MP3 Audio Sample
Short Synopsis
The values of literary naturalism at play in one of America's most visionary novelists.
Full Synopsis
It took six novels and nearly thirty years for Cormac McCarthy to find commercial success with All the Pretty Horses, followed by major prizes, more bestsellers, and Hollywood adaptations of his work. Those successes, though, have obscured McCarthy's commitment to an older form of literary expression: naturalism. McCarthy's work tends to darker themes: violence, brutality, the cruel indifference of nature, themes which would not be out of place in the writing of Jack London or Stephen Crane. But literary naturalism is more than the oversimplified Darwinism that many think of. Nature may be red in tooth and claw, and humans are part of nature, but the humanity depicted in naturalist literature is capable of love, selflessness, and spirituality, as well.
━━━━
Complete the following »
- 1) In the synopsis about Cormac McCarthy, which novel finally brought him commercial success?
- 2) Reproduce the part of the Cormac McCarthy synopsis between "Full Synopsis" and "spirituality, as well.", inclusive.
- 3) Carry on the synopsis about Cormac McCarthy and literary naturalism from its final sentence.

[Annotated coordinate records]
━━━━
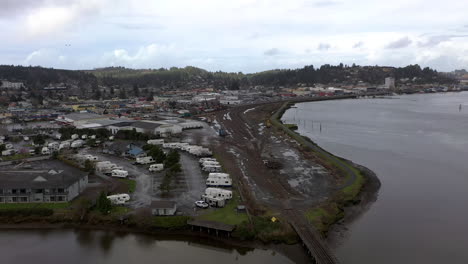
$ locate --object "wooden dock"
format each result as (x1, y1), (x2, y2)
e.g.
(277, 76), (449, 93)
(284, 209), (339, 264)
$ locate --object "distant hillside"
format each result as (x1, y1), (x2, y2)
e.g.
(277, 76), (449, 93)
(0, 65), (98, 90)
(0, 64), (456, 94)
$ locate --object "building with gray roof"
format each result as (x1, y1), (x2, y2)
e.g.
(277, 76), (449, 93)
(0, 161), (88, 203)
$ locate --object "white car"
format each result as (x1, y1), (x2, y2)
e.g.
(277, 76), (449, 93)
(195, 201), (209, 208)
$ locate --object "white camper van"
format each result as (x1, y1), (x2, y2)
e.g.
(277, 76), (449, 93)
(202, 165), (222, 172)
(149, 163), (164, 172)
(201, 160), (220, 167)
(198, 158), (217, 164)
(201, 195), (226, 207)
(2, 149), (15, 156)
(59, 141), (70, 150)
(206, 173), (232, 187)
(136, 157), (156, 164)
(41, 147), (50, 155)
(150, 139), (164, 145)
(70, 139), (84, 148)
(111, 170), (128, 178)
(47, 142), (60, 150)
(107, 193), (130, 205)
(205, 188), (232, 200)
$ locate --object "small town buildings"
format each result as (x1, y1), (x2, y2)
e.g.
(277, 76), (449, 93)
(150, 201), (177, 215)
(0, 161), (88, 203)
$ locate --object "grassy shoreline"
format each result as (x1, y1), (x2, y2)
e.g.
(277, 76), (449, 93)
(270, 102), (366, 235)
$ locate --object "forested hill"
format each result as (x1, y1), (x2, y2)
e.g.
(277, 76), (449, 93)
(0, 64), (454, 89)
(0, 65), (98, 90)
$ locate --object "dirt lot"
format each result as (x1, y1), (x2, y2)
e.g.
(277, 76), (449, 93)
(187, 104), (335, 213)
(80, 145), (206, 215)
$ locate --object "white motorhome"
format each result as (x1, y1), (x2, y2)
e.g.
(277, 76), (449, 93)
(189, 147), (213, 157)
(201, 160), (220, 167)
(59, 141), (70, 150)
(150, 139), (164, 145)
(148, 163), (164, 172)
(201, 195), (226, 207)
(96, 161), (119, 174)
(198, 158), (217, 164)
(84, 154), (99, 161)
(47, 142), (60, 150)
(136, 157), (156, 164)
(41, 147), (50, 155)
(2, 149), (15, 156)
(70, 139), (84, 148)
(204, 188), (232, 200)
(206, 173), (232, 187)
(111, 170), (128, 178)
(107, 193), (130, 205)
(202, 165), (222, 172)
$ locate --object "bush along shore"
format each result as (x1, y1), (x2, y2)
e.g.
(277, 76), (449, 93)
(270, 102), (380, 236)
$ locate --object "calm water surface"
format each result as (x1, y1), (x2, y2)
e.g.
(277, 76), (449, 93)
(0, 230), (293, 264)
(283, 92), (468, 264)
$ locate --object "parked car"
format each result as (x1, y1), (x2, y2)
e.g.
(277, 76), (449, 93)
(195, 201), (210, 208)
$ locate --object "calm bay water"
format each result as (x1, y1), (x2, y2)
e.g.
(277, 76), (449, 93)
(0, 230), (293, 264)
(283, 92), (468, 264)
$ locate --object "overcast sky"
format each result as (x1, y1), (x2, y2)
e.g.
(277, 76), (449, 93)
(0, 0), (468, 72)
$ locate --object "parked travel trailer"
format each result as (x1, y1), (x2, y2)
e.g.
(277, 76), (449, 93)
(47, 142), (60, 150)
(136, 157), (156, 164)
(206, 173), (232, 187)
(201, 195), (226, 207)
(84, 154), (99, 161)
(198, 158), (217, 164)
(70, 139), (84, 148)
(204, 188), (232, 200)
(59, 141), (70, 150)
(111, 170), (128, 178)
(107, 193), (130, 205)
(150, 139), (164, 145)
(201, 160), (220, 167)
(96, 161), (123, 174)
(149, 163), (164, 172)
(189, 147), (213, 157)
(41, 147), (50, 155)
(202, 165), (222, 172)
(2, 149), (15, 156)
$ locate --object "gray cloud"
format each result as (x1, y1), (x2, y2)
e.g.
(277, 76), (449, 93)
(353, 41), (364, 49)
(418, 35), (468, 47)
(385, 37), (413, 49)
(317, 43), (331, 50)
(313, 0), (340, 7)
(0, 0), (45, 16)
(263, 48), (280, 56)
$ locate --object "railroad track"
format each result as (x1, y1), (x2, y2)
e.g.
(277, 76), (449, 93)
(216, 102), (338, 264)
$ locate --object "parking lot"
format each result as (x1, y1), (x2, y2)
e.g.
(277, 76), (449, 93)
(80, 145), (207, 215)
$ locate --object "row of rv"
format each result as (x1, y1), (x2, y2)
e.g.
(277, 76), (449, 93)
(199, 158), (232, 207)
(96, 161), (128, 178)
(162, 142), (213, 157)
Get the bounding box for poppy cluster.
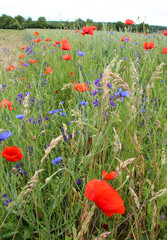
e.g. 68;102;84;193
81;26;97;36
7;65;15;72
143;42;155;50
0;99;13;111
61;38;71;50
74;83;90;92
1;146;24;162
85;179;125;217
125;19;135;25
━━━━
Task responses »
- 1) All the Pretty Horses

- 2)
Full Synopsis
It took six novels and nearly thirty years for Cormac McCarthy to find commercial success with All the Pretty Horses, followed by major prizes, more bestsellers, and Hollywood adaptations of his work. Those successes, though, have obscured McCarthy's commitment to an older form of literary expression: naturalism. McCarthy's work tends to darker themes: violence, brutality, the cruel indifference of nature, themes which would not be out of place in the writing of Jack London or Stephen Crane. But literary naturalism is more than the oversimplified Darwinism that many think of. Nature may be red in tooth and claw, and humans are part of nature, but the humanity depicted in naturalist literature is capable of love, selflessness, and spirituality, as well.

- 3)
In Unguessed Kinships, Steven Frye illuminates all these dimensions of McCarthy's work. In his novels and plays, McCarthy engages both explicitly and obliquely with the project of manifest destiny, in the western drama Blood Meridian, the Tennessee Valley Authority-era Tennessee novels, and the atomic frontier of Alamogordo in Cities of the Plain. McCarthy's concerns are deeply religious and philosophical, drawing on ancient Greek philosophy, Gnosticism, and Nietzsche, among other sources. Frye argues for McCarthy not merely as a naturalist writer but as a naturalist in the most expansive sense.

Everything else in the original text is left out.